◆ **Stated task**: Please turn all of the data below into a JSON list of strings with one string per line, leaving out blank lines and the pictures.

---+---

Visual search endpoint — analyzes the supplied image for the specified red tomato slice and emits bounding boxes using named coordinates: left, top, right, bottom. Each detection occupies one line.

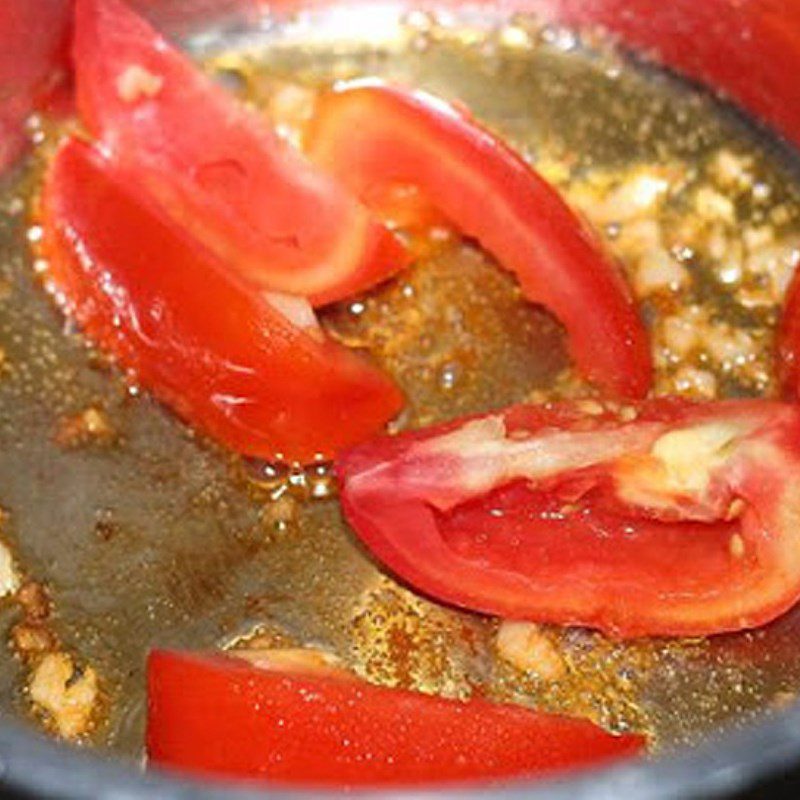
left=338, top=399, right=800, bottom=637
left=42, top=139, right=402, bottom=461
left=74, top=0, right=407, bottom=304
left=147, top=651, right=644, bottom=787
left=0, top=0, right=69, bottom=172
left=309, top=83, right=651, bottom=397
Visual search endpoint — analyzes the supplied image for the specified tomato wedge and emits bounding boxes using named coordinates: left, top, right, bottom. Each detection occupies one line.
left=42, top=139, right=402, bottom=461
left=338, top=398, right=800, bottom=637
left=73, top=0, right=407, bottom=304
left=147, top=651, right=644, bottom=787
left=0, top=0, right=69, bottom=172
left=308, top=82, right=652, bottom=398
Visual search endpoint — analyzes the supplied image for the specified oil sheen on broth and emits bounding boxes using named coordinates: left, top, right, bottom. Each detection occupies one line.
left=0, top=4, right=800, bottom=757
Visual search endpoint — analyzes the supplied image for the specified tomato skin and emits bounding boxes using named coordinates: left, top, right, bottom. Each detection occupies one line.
left=308, top=82, right=652, bottom=398
left=337, top=398, right=800, bottom=637
left=0, top=0, right=69, bottom=172
left=73, top=0, right=407, bottom=305
left=42, top=139, right=402, bottom=461
left=147, top=651, right=644, bottom=787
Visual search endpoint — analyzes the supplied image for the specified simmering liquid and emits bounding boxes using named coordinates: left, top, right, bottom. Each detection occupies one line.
left=0, top=4, right=800, bottom=757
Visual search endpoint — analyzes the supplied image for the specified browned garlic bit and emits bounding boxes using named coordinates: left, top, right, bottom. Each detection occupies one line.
left=495, top=620, right=567, bottom=681
left=28, top=652, right=100, bottom=739
left=53, top=406, right=117, bottom=448
left=117, top=64, right=164, bottom=103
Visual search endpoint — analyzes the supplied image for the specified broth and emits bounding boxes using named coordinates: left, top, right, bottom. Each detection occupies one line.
left=0, top=4, right=800, bottom=758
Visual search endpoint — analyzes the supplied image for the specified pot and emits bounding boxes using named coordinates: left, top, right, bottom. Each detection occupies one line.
left=0, top=0, right=800, bottom=798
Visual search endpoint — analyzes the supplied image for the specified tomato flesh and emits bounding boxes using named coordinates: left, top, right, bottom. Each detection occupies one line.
left=338, top=399, right=800, bottom=636
left=308, top=83, right=652, bottom=397
left=73, top=0, right=407, bottom=304
left=42, top=139, right=402, bottom=461
left=147, top=651, right=644, bottom=787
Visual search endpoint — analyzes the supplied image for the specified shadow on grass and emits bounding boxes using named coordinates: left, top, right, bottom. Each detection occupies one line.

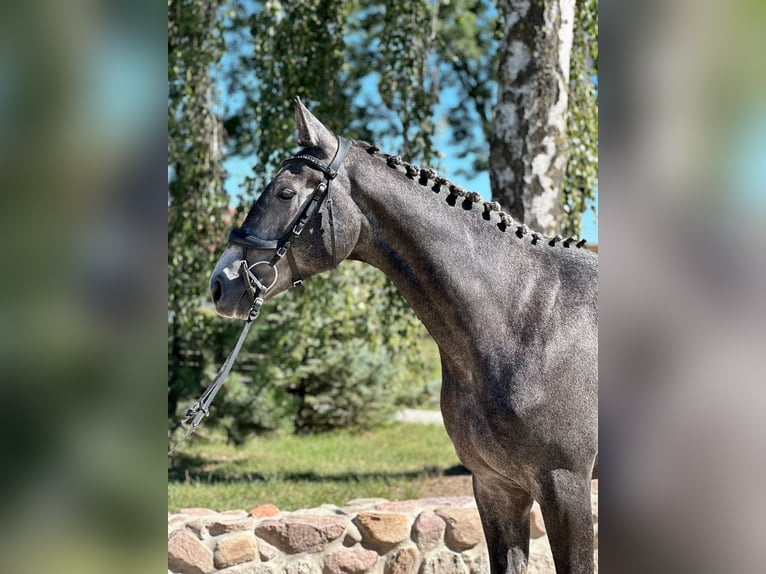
left=168, top=454, right=470, bottom=484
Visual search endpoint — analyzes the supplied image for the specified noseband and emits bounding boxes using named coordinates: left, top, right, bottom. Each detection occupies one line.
left=229, top=136, right=351, bottom=316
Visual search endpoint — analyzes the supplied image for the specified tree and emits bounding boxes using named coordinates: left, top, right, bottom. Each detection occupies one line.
left=489, top=0, right=575, bottom=235
left=168, top=0, right=234, bottom=424
left=436, top=0, right=598, bottom=235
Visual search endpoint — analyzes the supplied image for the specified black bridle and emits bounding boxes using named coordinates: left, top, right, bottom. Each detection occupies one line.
left=229, top=136, right=351, bottom=318
left=168, top=136, right=351, bottom=455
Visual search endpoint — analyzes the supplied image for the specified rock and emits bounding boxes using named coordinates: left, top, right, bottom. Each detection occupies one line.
left=255, top=516, right=348, bottom=554
left=384, top=546, right=418, bottom=574
left=258, top=540, right=279, bottom=562
left=435, top=508, right=484, bottom=552
left=420, top=551, right=467, bottom=574
left=284, top=560, right=321, bottom=574
left=215, top=564, right=274, bottom=574
left=343, top=522, right=362, bottom=547
left=343, top=498, right=388, bottom=506
left=247, top=504, right=279, bottom=518
left=528, top=536, right=556, bottom=574
left=325, top=549, right=378, bottom=574
left=186, top=520, right=210, bottom=540
left=461, top=546, right=490, bottom=574
left=207, top=516, right=254, bottom=536
left=356, top=512, right=410, bottom=554
left=375, top=496, right=476, bottom=512
left=221, top=510, right=247, bottom=518
left=168, top=530, right=213, bottom=574
left=178, top=508, right=218, bottom=516
left=412, top=511, right=447, bottom=551
left=215, top=532, right=256, bottom=568
left=529, top=502, right=546, bottom=538
left=168, top=514, right=189, bottom=524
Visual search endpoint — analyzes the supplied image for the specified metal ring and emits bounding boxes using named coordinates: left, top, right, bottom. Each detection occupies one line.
left=247, top=259, right=279, bottom=291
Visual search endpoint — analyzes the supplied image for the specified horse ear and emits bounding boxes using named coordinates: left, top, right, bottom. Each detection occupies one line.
left=295, top=97, right=335, bottom=148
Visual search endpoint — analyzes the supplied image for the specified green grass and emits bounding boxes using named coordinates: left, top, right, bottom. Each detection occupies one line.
left=168, top=423, right=459, bottom=512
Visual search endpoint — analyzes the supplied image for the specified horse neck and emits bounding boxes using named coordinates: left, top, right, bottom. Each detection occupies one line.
left=349, top=154, right=535, bottom=362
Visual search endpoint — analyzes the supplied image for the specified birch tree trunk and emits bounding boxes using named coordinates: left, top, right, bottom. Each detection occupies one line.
left=490, top=0, right=575, bottom=235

---+---

◆ **Complete output**:
[
  "Visual search endpoint — analyzes the supplied image for the specified red tomato slice and emits bounding boxes using named coordinates: left, top, right, bottom. Each detection occupies one line.",
  "left=338, top=399, right=800, bottom=637",
  "left=42, top=139, right=402, bottom=461",
  "left=74, top=0, right=407, bottom=304",
  "left=147, top=651, right=644, bottom=787",
  "left=0, top=0, right=69, bottom=172",
  "left=309, top=83, right=651, bottom=397",
  "Visual search endpoint — analyzes the supplied image for the specified tomato wedge and emits bounding boxes using named coordinates: left, top, right, bottom. Each detection occupies one line.",
  "left=42, top=139, right=402, bottom=461",
  "left=338, top=398, right=800, bottom=637",
  "left=73, top=0, right=407, bottom=304",
  "left=147, top=651, right=644, bottom=787",
  "left=0, top=0, right=69, bottom=172",
  "left=308, top=82, right=652, bottom=398",
  "Visual search endpoint — analyzes the supplied image for the specified oil sheen on broth and emits bounding boxes using named coordinates: left, top, right, bottom. Each detection occupies one line.",
  "left=0, top=4, right=800, bottom=757",
  "Visual search endpoint — analyzes the supplied image for the specified tomato skin and emits bounding boxes using named coordinates: left, top, right, bottom. Each detection occupies one line.",
  "left=308, top=82, right=652, bottom=398",
  "left=337, top=398, right=800, bottom=637",
  "left=0, top=0, right=69, bottom=172",
  "left=73, top=0, right=407, bottom=305",
  "left=42, top=139, right=402, bottom=461",
  "left=147, top=651, right=644, bottom=787",
  "Visual search endpoint — analyzes the supplied image for the specified simmering liquid and emits bounding boxes using named coordinates: left, top, right, bottom. Each detection occupies one line.",
  "left=0, top=4, right=800, bottom=757",
  "Visual search endpoint — analyzes the supplied image for the specified browned garlic bit and emits bounding boxes using named coordinates: left, top, right, bottom. Each detection occupies one line.",
  "left=495, top=620, right=567, bottom=681",
  "left=28, top=652, right=100, bottom=739",
  "left=53, top=406, right=117, bottom=448",
  "left=117, top=64, right=164, bottom=103",
  "Visual search endpoint — analyzes the supplied image for the specified broth and emits bounding boxes using named coordinates: left, top, right, bottom. Each detection occupies one line.",
  "left=0, top=4, right=800, bottom=758",
  "Visual search endpoint — analyzes the supplied image for the specified pot and emits bounding boxes using named coordinates: left, top, right, bottom. Each detection occupies one line.",
  "left=0, top=0, right=800, bottom=798",
  "Visual search endpoint — analyzes the supplied image for the specified tomato flesh and emits bounding boxes using named coordinates: left, top, right, bottom. Each detection occupies one line.",
  "left=338, top=399, right=800, bottom=636",
  "left=308, top=83, right=652, bottom=397",
  "left=73, top=0, right=407, bottom=304",
  "left=42, top=139, right=402, bottom=461",
  "left=147, top=651, right=644, bottom=787",
  "Visual search endpoint — analyzes the supplied image for the specified shadow on grass and emits bounding boxes using named coordinates: left, top, right, bottom. Each detection occupies one line.",
  "left=168, top=454, right=470, bottom=484",
  "Visual search endpoint — analyzes the supplied image for the specified noseband and emits bounding boxes using named coordinates: left, top, right, bottom. Each detection occupies one line.",
  "left=229, top=136, right=351, bottom=316",
  "Visual search endpoint — analyzes the supplied image for the specified tree and emits bounding boxes using named coordinates: left, top, right, bottom. Each detection occupies one line.",
  "left=489, top=0, right=575, bottom=235",
  "left=168, top=0, right=234, bottom=424",
  "left=436, top=0, right=598, bottom=235",
  "Visual search endpoint — analyzes the supplied image for the specified black bridle and emits bounding boxes using named coordinates: left, top, right, bottom. Each detection occupies one line.",
  "left=229, top=136, right=351, bottom=318",
  "left=168, top=136, right=351, bottom=455",
  "Visual search endpoint — analyzes the supplied image for the specified rock and emits bounding boxes using named coordinates: left, top, right, bottom. Each detection occupies one line.",
  "left=255, top=516, right=348, bottom=554",
  "left=384, top=546, right=418, bottom=574",
  "left=258, top=540, right=279, bottom=562",
  "left=435, top=508, right=484, bottom=552",
  "left=420, top=551, right=467, bottom=574",
  "left=284, top=560, right=321, bottom=574",
  "left=215, top=564, right=274, bottom=574",
  "left=343, top=522, right=362, bottom=547",
  "left=343, top=498, right=388, bottom=506",
  "left=247, top=504, right=279, bottom=518",
  "left=528, top=536, right=556, bottom=574",
  "left=325, top=549, right=378, bottom=574",
  "left=186, top=520, right=210, bottom=540",
  "left=461, top=546, right=490, bottom=574",
  "left=207, top=516, right=254, bottom=536",
  "left=356, top=512, right=410, bottom=554",
  "left=375, top=496, right=476, bottom=512",
  "left=221, top=510, right=247, bottom=518",
  "left=168, top=530, right=213, bottom=574",
  "left=178, top=508, right=218, bottom=516",
  "left=412, top=511, right=447, bottom=551",
  "left=215, top=532, right=256, bottom=568",
  "left=529, top=502, right=546, bottom=538",
  "left=168, top=514, right=189, bottom=524",
  "Visual search endpoint — analyzes the supplied image for the specified metal ring and emits bounding boxes using named coordinates: left, top, right, bottom. Each detection occupies one line.",
  "left=247, top=259, right=279, bottom=291",
  "Visual search endpoint — analyzes the supplied image for the specified horse ear and emits bounding boxes using named coordinates: left, top, right, bottom. Each detection occupies one line.",
  "left=295, top=97, right=335, bottom=148",
  "Visual search endpoint — analyzes the supplied image for the specified green grass and emits bounding boxes using named coordinates: left, top, right, bottom. Each detection occupies one line.",
  "left=168, top=423, right=459, bottom=512",
  "Visual search endpoint — analyzes the supplied image for the specified horse neck and emits bounding boxes using named coordinates: left, top, right, bottom. Each detection occupies one line.",
  "left=349, top=154, right=535, bottom=362",
  "Visual search endpoint — analyzes the supplied image for the specified birch tree trunk and emits bounding boxes using named coordinates: left, top, right, bottom. Each detection occupies one line.",
  "left=490, top=0, right=575, bottom=235"
]